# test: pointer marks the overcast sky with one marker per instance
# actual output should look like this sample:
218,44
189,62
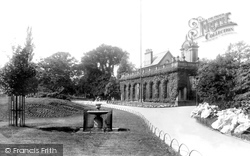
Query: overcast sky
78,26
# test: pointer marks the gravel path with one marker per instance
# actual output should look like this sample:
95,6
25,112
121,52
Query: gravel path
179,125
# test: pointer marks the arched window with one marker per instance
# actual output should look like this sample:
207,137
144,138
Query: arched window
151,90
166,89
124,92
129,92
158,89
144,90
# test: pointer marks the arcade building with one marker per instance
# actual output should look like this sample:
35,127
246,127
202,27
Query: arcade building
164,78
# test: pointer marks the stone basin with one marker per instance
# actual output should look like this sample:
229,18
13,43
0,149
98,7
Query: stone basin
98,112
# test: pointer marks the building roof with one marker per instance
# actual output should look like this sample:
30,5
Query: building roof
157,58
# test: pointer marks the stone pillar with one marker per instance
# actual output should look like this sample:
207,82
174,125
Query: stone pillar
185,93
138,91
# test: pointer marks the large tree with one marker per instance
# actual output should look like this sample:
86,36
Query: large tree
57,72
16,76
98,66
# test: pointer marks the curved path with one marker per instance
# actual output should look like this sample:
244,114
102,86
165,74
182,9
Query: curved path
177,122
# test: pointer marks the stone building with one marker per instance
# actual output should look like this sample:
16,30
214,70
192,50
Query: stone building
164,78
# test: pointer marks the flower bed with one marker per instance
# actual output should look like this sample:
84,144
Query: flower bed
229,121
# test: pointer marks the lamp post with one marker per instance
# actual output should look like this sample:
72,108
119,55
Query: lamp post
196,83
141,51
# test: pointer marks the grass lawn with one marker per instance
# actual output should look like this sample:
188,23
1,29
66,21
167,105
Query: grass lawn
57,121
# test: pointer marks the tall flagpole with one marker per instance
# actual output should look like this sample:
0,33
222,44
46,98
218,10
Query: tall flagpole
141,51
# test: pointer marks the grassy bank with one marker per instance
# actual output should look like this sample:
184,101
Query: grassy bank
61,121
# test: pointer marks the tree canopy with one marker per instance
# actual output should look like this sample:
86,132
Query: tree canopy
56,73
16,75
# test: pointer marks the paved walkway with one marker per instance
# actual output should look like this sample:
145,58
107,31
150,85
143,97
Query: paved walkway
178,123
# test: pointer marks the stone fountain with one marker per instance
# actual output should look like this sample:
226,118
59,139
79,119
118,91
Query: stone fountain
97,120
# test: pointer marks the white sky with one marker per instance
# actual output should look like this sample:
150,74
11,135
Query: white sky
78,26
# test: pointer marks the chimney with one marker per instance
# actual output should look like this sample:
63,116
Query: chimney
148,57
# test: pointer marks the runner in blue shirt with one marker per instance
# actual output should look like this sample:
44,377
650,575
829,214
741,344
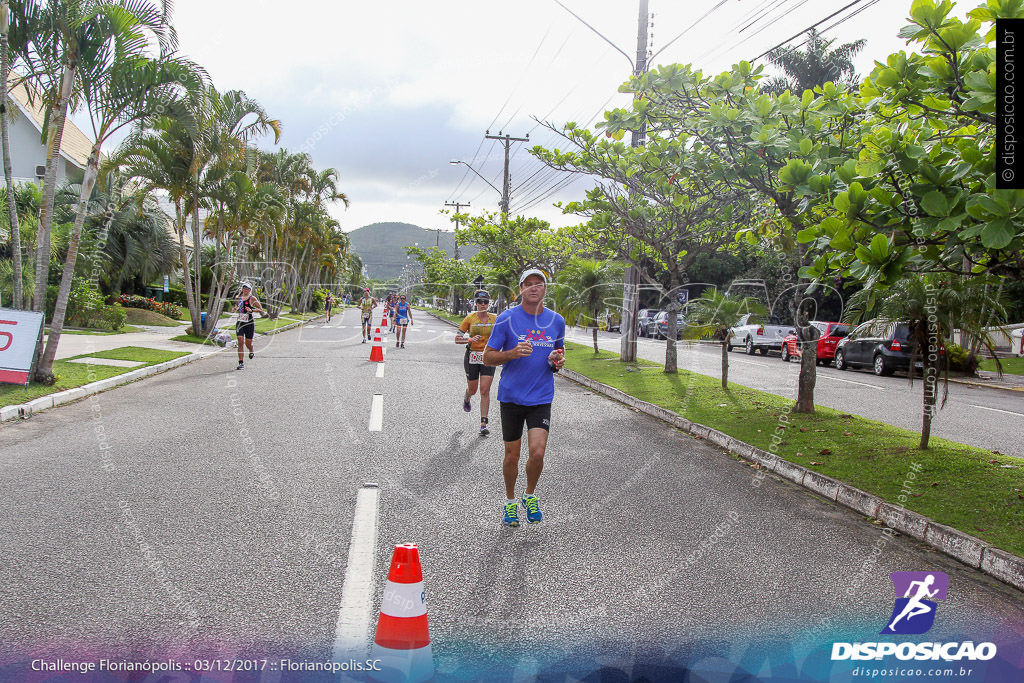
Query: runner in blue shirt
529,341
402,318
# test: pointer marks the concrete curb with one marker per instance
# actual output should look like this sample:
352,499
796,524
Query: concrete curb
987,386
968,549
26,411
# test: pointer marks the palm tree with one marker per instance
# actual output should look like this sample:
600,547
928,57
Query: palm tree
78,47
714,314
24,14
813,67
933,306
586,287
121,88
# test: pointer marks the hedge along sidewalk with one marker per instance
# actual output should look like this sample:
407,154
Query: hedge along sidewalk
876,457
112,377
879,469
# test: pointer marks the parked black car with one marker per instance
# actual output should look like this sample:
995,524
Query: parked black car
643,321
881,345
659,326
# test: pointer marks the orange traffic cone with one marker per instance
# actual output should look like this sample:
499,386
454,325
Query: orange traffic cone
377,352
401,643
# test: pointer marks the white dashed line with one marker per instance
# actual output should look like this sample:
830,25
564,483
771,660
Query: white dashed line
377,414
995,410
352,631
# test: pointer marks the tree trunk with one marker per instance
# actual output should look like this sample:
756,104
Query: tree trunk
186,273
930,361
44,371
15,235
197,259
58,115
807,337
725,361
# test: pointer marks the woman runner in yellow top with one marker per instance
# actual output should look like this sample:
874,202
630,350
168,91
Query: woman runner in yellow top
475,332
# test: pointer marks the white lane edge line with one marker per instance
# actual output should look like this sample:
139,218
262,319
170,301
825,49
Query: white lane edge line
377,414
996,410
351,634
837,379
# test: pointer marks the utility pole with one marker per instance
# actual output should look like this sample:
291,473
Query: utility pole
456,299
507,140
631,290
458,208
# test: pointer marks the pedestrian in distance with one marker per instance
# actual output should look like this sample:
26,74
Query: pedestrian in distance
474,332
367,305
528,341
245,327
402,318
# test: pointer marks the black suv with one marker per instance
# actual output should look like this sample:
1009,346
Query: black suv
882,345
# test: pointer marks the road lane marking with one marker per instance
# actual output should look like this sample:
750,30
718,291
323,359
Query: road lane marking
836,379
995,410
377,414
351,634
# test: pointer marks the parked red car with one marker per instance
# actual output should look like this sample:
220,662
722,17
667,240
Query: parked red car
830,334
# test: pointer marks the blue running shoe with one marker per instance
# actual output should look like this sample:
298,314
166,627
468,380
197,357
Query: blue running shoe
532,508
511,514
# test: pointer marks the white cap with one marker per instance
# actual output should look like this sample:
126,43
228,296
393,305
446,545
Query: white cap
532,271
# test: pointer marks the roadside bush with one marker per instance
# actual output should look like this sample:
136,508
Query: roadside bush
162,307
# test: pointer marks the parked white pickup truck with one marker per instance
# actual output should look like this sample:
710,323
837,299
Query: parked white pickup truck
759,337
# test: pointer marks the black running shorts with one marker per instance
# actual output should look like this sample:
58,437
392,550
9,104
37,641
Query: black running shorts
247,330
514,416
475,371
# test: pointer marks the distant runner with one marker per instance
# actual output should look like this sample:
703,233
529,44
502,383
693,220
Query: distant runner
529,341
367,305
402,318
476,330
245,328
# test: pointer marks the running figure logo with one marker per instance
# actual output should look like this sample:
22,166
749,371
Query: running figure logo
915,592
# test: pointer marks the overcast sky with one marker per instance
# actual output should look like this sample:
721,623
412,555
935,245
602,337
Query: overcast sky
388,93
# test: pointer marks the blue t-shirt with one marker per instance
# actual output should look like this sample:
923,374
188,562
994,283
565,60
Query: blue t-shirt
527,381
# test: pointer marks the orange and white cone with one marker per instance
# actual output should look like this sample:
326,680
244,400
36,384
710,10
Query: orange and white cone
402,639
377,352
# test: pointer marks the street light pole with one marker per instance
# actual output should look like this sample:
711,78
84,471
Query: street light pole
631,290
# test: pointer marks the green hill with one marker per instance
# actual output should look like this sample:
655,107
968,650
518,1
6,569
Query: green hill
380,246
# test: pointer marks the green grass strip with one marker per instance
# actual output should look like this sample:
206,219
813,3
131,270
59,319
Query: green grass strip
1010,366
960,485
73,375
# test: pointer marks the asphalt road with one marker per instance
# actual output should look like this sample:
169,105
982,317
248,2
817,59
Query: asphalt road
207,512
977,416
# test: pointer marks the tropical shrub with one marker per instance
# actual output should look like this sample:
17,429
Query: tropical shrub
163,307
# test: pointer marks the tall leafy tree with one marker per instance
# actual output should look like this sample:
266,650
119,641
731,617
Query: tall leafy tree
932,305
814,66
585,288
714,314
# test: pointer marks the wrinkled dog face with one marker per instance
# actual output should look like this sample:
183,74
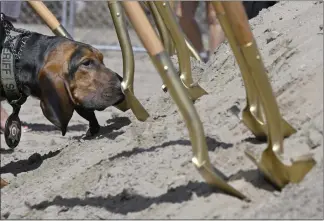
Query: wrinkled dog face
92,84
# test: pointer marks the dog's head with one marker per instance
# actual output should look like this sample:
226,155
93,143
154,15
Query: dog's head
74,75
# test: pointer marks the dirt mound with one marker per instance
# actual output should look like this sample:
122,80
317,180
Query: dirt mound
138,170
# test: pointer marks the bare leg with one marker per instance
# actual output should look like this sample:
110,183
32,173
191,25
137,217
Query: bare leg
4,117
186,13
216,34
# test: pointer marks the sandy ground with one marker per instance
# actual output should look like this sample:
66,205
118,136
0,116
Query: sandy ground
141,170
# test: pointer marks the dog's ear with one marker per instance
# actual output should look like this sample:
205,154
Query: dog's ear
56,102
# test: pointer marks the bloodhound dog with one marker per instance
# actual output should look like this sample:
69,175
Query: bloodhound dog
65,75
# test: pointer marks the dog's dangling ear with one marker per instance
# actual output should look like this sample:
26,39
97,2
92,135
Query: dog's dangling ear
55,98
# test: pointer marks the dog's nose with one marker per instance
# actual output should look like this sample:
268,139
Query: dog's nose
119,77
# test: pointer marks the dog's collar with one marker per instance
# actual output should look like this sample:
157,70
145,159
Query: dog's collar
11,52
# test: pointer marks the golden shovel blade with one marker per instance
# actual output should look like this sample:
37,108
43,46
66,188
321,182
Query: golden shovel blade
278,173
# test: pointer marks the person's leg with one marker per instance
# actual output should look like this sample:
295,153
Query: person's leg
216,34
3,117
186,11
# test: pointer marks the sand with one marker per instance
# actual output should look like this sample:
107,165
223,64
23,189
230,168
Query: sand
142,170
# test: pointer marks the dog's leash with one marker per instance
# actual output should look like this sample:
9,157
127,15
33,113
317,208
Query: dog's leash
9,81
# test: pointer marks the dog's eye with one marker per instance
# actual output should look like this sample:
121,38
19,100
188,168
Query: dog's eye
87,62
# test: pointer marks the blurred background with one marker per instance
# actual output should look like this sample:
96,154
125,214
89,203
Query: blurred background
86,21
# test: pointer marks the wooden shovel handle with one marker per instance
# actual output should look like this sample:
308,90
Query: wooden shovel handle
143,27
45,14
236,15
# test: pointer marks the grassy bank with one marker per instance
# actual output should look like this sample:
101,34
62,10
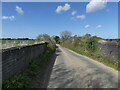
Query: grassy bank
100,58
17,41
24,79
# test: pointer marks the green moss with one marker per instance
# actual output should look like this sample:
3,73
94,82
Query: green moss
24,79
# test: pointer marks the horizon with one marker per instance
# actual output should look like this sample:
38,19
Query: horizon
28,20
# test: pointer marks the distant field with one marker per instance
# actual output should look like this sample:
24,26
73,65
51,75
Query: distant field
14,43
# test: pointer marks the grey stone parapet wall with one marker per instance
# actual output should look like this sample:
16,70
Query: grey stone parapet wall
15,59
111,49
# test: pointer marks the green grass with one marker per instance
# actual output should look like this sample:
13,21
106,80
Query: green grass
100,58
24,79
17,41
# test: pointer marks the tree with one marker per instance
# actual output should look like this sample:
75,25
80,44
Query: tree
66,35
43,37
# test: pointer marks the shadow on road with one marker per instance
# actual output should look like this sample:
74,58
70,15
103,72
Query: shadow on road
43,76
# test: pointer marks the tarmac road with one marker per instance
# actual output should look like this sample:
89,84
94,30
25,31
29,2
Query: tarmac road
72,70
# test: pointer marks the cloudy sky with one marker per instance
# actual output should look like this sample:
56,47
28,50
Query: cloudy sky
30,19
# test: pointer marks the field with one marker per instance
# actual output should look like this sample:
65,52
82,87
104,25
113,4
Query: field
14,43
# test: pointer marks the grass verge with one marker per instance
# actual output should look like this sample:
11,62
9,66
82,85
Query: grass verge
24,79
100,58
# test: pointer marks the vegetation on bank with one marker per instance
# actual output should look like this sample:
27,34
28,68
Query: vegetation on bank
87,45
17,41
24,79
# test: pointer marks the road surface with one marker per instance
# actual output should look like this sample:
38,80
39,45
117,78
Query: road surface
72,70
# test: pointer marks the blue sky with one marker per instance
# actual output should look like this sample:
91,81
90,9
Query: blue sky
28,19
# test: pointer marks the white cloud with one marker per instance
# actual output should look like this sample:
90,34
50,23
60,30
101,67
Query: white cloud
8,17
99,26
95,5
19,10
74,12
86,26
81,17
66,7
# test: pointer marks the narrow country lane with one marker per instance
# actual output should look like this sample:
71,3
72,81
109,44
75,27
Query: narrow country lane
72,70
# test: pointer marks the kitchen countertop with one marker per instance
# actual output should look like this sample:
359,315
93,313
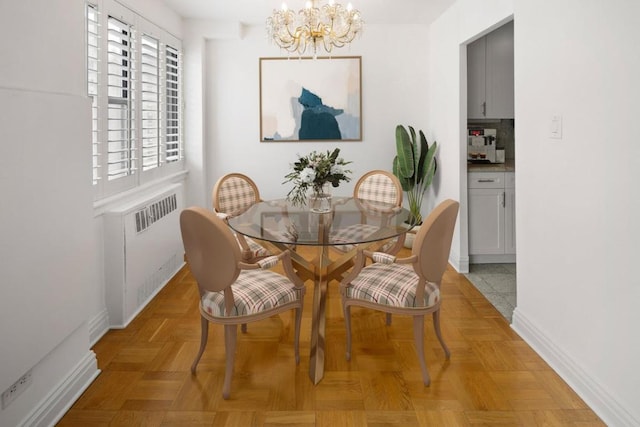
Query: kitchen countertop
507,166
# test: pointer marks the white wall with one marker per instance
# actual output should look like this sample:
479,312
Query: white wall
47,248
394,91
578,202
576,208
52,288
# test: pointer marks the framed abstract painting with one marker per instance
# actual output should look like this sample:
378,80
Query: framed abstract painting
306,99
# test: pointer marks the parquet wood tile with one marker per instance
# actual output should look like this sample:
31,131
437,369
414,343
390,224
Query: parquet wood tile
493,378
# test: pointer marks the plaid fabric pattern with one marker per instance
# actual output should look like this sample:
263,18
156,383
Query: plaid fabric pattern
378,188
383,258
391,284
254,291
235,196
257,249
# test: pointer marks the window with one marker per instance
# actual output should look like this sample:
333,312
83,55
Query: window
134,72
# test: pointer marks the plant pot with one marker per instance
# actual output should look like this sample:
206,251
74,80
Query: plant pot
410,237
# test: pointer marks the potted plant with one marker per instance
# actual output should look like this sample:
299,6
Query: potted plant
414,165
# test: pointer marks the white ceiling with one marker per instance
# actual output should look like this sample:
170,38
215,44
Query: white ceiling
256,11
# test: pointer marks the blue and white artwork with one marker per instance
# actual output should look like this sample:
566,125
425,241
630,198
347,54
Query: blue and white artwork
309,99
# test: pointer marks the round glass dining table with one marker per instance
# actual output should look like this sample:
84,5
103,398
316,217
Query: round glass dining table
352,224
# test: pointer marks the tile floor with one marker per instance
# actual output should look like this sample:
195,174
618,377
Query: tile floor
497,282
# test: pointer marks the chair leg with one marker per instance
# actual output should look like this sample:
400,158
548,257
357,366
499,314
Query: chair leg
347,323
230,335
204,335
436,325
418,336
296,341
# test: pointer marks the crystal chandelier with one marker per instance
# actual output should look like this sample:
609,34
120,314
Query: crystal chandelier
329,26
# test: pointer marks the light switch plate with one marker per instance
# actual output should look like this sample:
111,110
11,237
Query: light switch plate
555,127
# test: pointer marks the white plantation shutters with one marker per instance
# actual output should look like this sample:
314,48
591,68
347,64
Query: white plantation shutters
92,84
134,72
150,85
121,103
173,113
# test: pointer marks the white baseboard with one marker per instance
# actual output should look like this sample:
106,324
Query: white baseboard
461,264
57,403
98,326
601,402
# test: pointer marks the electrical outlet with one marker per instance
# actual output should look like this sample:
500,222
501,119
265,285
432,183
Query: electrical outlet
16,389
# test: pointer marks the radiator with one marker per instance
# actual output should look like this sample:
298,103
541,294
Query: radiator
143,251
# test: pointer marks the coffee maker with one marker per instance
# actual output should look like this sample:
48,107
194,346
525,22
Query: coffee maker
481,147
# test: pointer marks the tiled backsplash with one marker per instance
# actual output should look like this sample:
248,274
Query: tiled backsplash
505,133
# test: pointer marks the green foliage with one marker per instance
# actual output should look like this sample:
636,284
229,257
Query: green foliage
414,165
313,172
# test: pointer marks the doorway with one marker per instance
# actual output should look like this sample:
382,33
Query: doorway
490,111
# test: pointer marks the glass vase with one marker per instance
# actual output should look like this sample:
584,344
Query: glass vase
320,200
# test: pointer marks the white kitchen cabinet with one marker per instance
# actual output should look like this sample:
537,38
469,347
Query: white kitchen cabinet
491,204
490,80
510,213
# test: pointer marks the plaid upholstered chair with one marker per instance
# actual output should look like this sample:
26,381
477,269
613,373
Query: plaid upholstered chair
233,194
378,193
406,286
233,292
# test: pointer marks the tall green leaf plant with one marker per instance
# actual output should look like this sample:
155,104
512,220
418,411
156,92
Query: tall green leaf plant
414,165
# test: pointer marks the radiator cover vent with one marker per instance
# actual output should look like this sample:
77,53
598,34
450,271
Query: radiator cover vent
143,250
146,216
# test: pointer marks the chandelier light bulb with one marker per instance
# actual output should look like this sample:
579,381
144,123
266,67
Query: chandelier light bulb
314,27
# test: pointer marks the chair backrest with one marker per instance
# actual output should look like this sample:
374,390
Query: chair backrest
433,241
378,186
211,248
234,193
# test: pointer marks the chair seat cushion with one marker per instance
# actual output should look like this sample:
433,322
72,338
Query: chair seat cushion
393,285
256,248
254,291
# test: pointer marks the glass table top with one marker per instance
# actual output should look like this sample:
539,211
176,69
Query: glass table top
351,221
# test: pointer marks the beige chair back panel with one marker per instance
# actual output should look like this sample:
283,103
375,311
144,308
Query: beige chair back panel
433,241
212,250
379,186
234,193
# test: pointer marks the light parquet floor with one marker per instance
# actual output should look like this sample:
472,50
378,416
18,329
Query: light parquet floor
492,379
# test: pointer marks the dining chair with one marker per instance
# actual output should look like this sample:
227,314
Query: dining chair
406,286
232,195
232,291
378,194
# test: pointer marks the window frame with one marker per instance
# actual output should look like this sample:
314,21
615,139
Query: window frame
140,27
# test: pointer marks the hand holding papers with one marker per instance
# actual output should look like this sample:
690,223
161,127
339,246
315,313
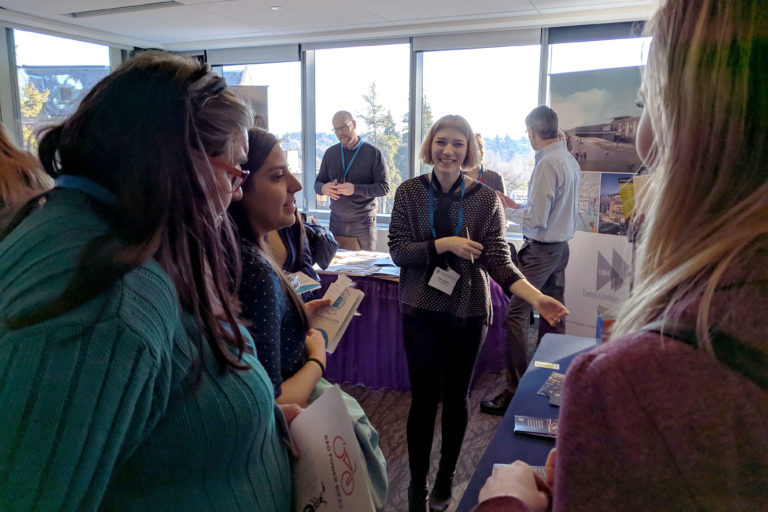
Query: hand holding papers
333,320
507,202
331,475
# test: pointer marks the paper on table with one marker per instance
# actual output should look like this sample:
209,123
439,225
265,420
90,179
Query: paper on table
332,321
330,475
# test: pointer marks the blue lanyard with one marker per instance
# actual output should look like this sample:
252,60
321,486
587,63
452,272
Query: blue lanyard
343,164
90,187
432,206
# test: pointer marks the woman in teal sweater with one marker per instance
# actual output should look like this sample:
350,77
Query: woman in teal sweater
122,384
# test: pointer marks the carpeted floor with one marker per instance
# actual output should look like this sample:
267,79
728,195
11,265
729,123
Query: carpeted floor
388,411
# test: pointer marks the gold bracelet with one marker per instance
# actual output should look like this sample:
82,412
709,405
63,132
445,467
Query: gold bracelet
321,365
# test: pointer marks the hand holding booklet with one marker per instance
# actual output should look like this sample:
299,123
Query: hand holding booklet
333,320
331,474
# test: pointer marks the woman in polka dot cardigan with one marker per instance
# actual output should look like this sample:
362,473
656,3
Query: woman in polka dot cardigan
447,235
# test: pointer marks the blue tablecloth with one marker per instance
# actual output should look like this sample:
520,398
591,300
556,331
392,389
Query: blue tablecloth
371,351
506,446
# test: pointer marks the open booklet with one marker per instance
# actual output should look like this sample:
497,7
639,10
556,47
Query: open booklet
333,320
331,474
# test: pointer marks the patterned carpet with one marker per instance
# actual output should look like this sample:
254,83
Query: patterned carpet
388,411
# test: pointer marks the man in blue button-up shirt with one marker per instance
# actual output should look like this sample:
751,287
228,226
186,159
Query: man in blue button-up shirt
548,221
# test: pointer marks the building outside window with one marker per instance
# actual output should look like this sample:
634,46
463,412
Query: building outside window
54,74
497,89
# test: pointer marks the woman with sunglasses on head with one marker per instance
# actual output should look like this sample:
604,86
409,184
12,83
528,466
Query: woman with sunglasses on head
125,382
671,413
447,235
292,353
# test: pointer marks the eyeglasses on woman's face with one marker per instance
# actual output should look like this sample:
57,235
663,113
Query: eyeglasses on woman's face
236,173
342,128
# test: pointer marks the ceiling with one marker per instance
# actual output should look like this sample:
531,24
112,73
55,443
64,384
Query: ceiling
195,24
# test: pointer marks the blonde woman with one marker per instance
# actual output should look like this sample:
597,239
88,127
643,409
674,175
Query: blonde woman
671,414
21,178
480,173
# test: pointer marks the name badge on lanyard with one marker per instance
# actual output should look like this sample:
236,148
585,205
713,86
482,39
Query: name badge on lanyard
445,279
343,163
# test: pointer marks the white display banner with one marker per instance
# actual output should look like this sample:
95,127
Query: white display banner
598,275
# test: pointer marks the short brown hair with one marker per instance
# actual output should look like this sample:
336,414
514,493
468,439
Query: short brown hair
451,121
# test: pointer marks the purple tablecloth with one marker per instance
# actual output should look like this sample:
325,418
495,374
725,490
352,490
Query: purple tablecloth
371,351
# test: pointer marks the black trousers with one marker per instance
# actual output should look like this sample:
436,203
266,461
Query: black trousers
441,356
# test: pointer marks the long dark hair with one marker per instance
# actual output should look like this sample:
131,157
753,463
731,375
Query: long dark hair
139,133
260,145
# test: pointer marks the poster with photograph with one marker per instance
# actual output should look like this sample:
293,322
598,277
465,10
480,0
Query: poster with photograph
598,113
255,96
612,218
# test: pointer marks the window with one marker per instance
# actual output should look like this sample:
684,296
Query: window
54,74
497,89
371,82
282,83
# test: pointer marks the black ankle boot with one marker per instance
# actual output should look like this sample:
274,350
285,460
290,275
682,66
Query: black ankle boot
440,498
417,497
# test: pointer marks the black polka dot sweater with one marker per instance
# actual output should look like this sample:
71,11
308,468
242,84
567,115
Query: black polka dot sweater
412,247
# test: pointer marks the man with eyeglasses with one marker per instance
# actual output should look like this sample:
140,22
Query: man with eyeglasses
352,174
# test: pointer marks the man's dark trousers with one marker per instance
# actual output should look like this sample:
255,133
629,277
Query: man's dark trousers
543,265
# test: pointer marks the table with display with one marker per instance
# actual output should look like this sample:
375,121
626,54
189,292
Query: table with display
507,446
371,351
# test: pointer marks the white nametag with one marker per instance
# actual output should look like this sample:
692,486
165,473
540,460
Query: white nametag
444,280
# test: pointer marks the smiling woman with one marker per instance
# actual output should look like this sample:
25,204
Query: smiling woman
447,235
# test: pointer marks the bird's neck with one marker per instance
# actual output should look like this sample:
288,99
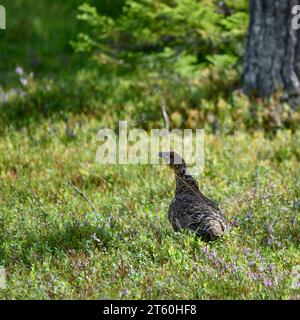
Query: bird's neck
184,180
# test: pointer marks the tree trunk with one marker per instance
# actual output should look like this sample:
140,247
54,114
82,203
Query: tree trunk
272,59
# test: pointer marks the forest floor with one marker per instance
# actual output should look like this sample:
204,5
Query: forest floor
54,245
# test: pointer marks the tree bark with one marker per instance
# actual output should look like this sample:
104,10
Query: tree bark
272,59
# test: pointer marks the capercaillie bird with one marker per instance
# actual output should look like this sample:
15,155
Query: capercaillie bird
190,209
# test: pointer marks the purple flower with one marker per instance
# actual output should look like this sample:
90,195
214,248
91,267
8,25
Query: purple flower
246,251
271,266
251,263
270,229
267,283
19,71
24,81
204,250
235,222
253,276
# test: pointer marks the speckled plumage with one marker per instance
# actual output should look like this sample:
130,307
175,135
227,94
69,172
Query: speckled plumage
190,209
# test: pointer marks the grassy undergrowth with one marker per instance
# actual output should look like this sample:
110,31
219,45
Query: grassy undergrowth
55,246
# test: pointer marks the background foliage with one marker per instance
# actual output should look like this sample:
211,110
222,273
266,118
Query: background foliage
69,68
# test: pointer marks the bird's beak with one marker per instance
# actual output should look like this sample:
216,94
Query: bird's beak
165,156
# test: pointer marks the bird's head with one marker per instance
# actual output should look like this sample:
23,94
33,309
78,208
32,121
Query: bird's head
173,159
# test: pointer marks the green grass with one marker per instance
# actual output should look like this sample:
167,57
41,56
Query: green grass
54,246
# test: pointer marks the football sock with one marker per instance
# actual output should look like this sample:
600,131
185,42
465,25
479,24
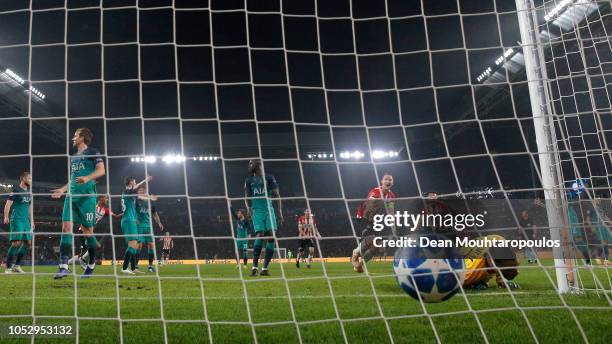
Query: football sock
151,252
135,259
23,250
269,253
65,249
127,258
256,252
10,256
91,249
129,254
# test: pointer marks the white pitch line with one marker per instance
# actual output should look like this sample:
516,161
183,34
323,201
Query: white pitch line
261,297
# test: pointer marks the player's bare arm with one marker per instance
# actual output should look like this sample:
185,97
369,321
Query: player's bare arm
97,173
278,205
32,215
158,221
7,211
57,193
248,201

···

→ **WORK INSTRUCTION**
Ending at the line with "# test: pointer marks the arcade", reproduce exactly the lines that begin at the top of the data, and include no pictures.

→ **OUTPUT OF THE TASK**
# test: pointer marks the overcast sky with one marker per instance
# actual output should look like this sample:
218,44
189,62
Query: overcast sky
78,26
# test: pointer marks the gravel path with one marker per instance
# actual output should look like this sample:
95,6
25,112
121,52
Query: gravel path
179,125
# test: pointer marks the arched window with one marker per instance
# actual output should look like this sample:
207,137
144,138
Query: arched window
151,90
166,89
124,92
129,92
158,89
144,90
# test: pointer marks the arcade building with one marker per instance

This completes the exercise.